# [Aim]
Without the pictures, set down the records below word for word.

Entries from a pointing dataset:
_ _ _
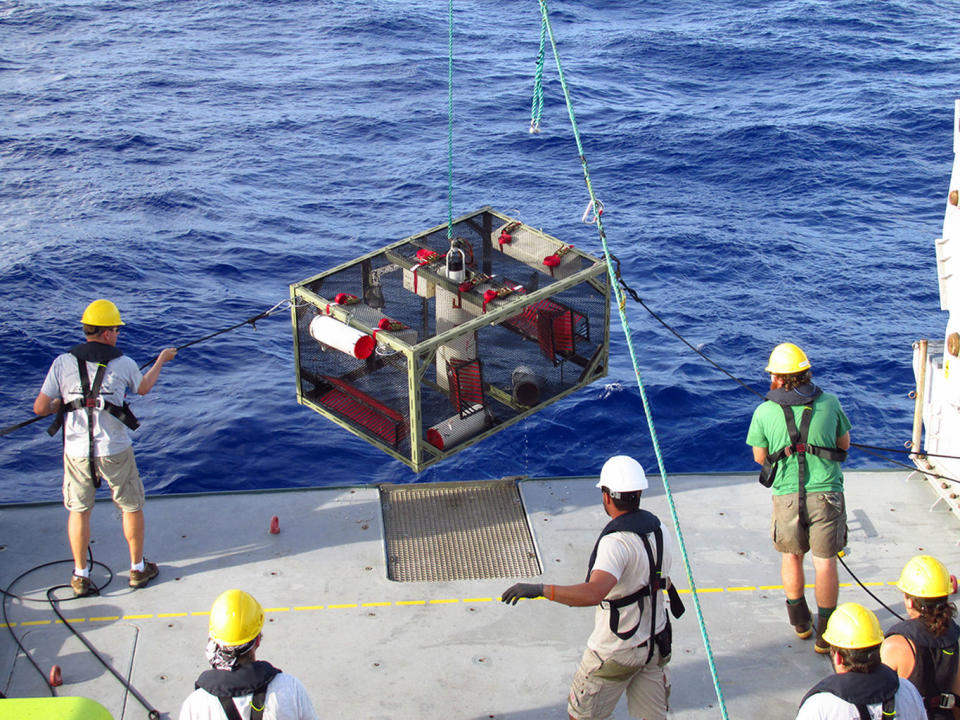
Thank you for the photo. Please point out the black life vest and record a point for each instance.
(936, 660)
(247, 679)
(804, 395)
(880, 685)
(642, 523)
(91, 400)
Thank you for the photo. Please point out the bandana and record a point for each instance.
(224, 657)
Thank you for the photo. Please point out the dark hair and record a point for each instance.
(791, 382)
(936, 613)
(860, 659)
(627, 501)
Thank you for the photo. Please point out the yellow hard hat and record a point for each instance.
(236, 618)
(787, 359)
(925, 576)
(853, 627)
(101, 313)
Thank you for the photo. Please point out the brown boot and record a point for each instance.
(799, 615)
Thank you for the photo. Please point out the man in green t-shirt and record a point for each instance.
(801, 431)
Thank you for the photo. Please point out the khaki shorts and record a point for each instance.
(120, 473)
(598, 685)
(827, 531)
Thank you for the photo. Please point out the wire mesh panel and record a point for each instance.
(457, 531)
(432, 344)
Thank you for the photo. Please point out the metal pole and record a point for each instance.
(920, 347)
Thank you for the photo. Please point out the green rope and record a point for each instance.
(536, 109)
(621, 306)
(450, 121)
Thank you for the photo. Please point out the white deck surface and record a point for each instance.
(369, 648)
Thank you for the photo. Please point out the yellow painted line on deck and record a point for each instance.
(400, 603)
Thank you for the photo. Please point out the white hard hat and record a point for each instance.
(622, 473)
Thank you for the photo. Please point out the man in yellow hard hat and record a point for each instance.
(630, 646)
(87, 388)
(239, 685)
(800, 436)
(861, 686)
(925, 648)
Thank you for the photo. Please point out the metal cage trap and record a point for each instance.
(431, 344)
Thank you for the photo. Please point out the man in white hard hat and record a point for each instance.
(800, 436)
(630, 645)
(87, 388)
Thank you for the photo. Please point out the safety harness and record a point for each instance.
(798, 437)
(247, 679)
(936, 661)
(642, 523)
(91, 401)
(880, 685)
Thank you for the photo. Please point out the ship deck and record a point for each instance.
(369, 647)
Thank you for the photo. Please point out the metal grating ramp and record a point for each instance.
(457, 531)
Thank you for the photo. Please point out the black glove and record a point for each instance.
(515, 592)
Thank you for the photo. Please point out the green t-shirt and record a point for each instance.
(768, 429)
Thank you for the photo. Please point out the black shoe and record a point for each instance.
(799, 615)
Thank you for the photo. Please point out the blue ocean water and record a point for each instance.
(770, 171)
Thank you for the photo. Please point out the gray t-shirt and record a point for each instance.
(110, 435)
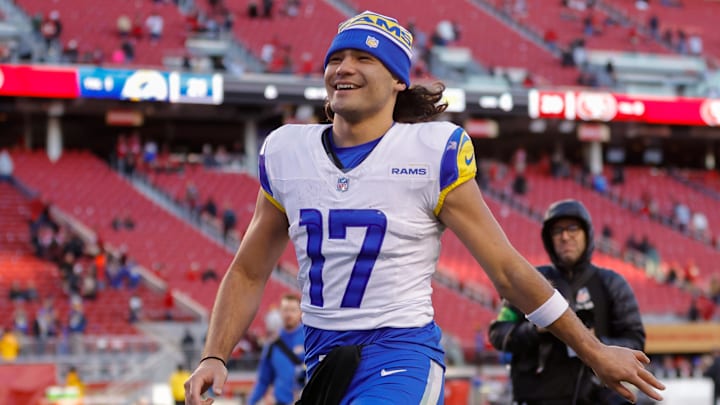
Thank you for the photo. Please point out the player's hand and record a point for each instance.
(210, 373)
(617, 366)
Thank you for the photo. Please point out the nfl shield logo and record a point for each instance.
(343, 184)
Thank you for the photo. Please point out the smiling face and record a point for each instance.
(569, 240)
(359, 86)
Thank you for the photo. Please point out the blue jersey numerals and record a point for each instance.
(338, 221)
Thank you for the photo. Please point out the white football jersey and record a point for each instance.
(367, 240)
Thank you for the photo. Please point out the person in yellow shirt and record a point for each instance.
(177, 381)
(72, 379)
(9, 346)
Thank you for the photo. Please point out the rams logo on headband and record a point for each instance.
(372, 42)
(388, 26)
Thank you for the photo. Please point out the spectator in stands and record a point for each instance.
(21, 320)
(699, 225)
(599, 183)
(46, 325)
(681, 42)
(124, 26)
(281, 363)
(76, 325)
(681, 215)
(187, 344)
(268, 6)
(89, 284)
(6, 166)
(177, 381)
(73, 379)
(9, 346)
(695, 44)
(378, 120)
(551, 38)
(135, 307)
(543, 370)
(607, 232)
(51, 29)
(229, 220)
(252, 9)
(618, 177)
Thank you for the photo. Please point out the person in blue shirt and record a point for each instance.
(281, 364)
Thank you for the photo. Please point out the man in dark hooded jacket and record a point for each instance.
(544, 371)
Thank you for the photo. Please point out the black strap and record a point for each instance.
(285, 349)
(327, 145)
(569, 290)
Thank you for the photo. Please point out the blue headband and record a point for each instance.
(379, 36)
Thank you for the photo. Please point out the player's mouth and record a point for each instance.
(345, 86)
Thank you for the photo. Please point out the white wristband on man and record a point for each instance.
(549, 311)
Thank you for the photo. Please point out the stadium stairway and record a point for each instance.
(95, 27)
(88, 190)
(449, 292)
(107, 315)
(542, 16)
(692, 17)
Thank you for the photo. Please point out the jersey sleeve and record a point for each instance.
(263, 174)
(457, 165)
_ _ _
# [Solution to this task]
Thank you for the photo. Please point out the black life vest and record a point for each instance.
(936, 660)
(247, 679)
(804, 395)
(880, 685)
(642, 523)
(91, 400)
Thank you for the photo. Please point out the bandana and record a point for each instance.
(224, 657)
Thank you for the photo. Please point out the dark hair and record a point for each instance.
(791, 382)
(936, 613)
(860, 659)
(627, 501)
Thank you for the photo. Please point out the yellow hard hat and record a point for each instance.
(236, 618)
(787, 359)
(925, 576)
(853, 627)
(101, 313)
Thank you for the photo. Please point out the brown boot and record a point for each instance.
(799, 615)
Thank you for the photo. Please point out the man in green t-shirt and record a point for each instance.
(801, 431)
Thank you for the photo. Please point out the khaki shorts and record a point for each instance.
(120, 473)
(598, 685)
(827, 531)
Thank you for the photo. Please point out the wire mesh panel and record a point for each instance.
(457, 531)
(432, 344)
Thank you for the photo. Please point out the metal pole and record a point for each instance.
(920, 347)
Thank you for the photo. Please point out the green rope and record a point for each instance.
(536, 109)
(621, 306)
(450, 121)
Thank you for the photo. Please point out the white deck surface and record a point for each instance.
(369, 648)
Thank you for the photo. Please point out the yellow painted line on deck and record a point for each instance.
(400, 603)
Thank you for the photo. Please point out the white hard hat and record a point for each instance.
(622, 473)
Thank you for the photo. Please point out the man in yellow hard hat and record a point for each instance.
(630, 646)
(87, 388)
(239, 685)
(800, 436)
(861, 686)
(925, 648)
Thank you for the photo. Please point out the metal cage trap and record a point for each instance.
(431, 344)
Thank you for the photo. Please point out the man in white hard hat and record a point for each instance.
(800, 436)
(630, 645)
(87, 388)
Thank you for the photo. Please point out the safety harness and record a point for each instance.
(798, 437)
(247, 679)
(936, 661)
(642, 523)
(91, 401)
(880, 685)
Thank you for the photo. Please point out the ship deck and record a point for each instance.
(369, 647)
Thank you for the photo. Please point out the metal grating ramp and record a point for each instance.
(457, 531)
Thank you for the photo. Please point out the black glove and record a point for each instance.
(515, 592)
Thank you for the photo. Please point out the green t-shirt and record a point for each instance.
(768, 429)
Thank you for the photo. Please point out the black shoe and record a point for each instance.
(799, 615)
Thank you for the photo. Please point out the blue ocean water and record a point for each instance.
(770, 171)
Thank you for the photo. Please point out the gray t-shirt and record a point for each instance.
(110, 435)
Thank you for the photo. Please point out the player's hand and record a point for each instance.
(210, 373)
(617, 366)
Thank you for the photo. Please point out the nfl shield logo and record a point for each instance.
(343, 184)
Thank you for the photo. Please point out the smiling face and record a point for each instance.
(569, 240)
(359, 86)
Thank you for the photo. Please point out the blue jersey numerals and record a point for each instance.
(338, 221)
Thank you for the photo. Please point out the white football jersey and record a point for each instance.
(367, 240)
Thank you for the photo. Please point out the person in yellow shirt and record a point for each instance.
(177, 381)
(72, 379)
(9, 346)
Thank you for the photo. Please point out the rams logo on headband and record a point for each instance.
(372, 42)
(388, 26)
Thank you for the photo. Please point out the spectator in stands and record a point for each instance.
(21, 320)
(699, 225)
(599, 183)
(46, 325)
(681, 42)
(124, 26)
(281, 363)
(76, 325)
(681, 215)
(187, 344)
(268, 6)
(89, 284)
(6, 166)
(177, 381)
(73, 379)
(9, 346)
(695, 44)
(378, 120)
(551, 38)
(135, 307)
(543, 370)
(607, 232)
(51, 29)
(229, 220)
(252, 9)
(618, 177)
Thank you for the photo. Please point out the person in blue shirt and record a point for each instance.
(281, 364)
Thank you for the photo. Please point out the man in dark hooded jacket and record a point for each instance.
(544, 371)
Thank you for the photo. Please point out the black strap and record a point for each instance.
(285, 349)
(327, 145)
(569, 290)
Thank you for the photo. Please point out the blue headband and record a point for each instance.
(379, 36)
Thank you for the photo. Please point out the player's mouth and record a point for each instance.
(345, 86)
Thank you for the photo. Please point out the white wristband on man and record a point for each instance.
(549, 311)
Thank you for the photo. Please point out the stadium stairway and record a point for each instance.
(95, 27)
(88, 190)
(449, 292)
(107, 315)
(542, 16)
(692, 17)
Thank you for the photo. Please point out the jersey sleeve and record a point for each instance.
(263, 174)
(457, 165)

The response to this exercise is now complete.